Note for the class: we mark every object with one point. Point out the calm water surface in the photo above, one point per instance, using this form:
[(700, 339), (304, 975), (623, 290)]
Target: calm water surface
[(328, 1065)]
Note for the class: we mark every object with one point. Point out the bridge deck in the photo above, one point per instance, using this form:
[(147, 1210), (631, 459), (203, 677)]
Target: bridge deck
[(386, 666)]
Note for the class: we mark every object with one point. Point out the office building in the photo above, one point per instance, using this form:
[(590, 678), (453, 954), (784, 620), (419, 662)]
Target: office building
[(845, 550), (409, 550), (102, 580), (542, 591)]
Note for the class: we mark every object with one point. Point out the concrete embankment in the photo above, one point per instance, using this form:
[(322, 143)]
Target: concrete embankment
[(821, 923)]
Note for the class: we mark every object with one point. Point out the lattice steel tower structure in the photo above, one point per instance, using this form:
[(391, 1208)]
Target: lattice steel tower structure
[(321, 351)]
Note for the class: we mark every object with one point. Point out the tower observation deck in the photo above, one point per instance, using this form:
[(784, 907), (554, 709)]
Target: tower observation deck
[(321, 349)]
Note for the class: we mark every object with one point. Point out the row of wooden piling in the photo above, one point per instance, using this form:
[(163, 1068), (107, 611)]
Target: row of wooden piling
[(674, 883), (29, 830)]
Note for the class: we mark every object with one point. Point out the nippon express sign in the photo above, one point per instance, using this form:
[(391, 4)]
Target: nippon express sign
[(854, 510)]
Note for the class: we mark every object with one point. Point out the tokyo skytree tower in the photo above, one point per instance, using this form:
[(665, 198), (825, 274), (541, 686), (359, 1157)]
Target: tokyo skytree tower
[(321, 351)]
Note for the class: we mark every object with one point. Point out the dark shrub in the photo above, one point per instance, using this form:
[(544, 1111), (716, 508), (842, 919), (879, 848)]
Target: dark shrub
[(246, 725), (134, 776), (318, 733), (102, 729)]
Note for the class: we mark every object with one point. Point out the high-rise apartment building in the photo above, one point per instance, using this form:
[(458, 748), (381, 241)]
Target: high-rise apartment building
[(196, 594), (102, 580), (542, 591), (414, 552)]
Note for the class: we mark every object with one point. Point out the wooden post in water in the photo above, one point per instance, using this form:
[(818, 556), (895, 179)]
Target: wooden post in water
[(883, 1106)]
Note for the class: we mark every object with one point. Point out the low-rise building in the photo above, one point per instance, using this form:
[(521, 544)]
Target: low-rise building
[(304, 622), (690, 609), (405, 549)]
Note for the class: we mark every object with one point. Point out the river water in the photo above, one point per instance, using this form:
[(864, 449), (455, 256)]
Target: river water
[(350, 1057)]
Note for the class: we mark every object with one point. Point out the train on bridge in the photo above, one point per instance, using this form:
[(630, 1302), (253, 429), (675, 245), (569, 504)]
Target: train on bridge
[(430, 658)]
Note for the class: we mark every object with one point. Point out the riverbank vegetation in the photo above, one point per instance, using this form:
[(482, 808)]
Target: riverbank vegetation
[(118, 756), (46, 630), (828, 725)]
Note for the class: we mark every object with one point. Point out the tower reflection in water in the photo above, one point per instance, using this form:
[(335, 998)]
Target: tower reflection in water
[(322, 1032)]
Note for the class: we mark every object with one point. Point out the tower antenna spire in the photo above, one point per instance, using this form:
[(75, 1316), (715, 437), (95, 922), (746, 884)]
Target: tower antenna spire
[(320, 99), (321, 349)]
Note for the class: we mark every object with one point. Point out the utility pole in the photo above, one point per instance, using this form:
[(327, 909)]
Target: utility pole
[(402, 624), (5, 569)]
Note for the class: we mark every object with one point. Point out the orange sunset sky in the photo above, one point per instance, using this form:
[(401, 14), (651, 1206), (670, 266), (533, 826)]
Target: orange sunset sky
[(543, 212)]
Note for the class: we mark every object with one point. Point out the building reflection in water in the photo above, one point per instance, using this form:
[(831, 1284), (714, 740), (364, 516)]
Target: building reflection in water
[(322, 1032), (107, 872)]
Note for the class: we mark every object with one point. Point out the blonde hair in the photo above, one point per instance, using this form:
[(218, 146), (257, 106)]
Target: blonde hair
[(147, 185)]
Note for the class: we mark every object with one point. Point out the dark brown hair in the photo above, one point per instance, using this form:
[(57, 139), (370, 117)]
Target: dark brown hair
########
:: Aim of the task ::
Reproduce the records between the line containing "out the office" and the line containing "[(821, 923)]", inclusive, with the requests included. Add 77 to every coordinate in the answers, and leave the requests and their format samples unchanged.

:: Exercise result ::
Note for the class: we mark every object with one point. Point out the office building in the photo above, one point per instance, using this form:
[(590, 678), (453, 954), (784, 620), (419, 662)]
Target: office building
[(922, 627), (486, 627), (179, 657), (619, 668)]
Note for the class: we mark every object with one point. Point out the concrete embankment in the photo above, one point per instance, using this form:
[(322, 143)]
Target: concrete embankment
[(898, 1000)]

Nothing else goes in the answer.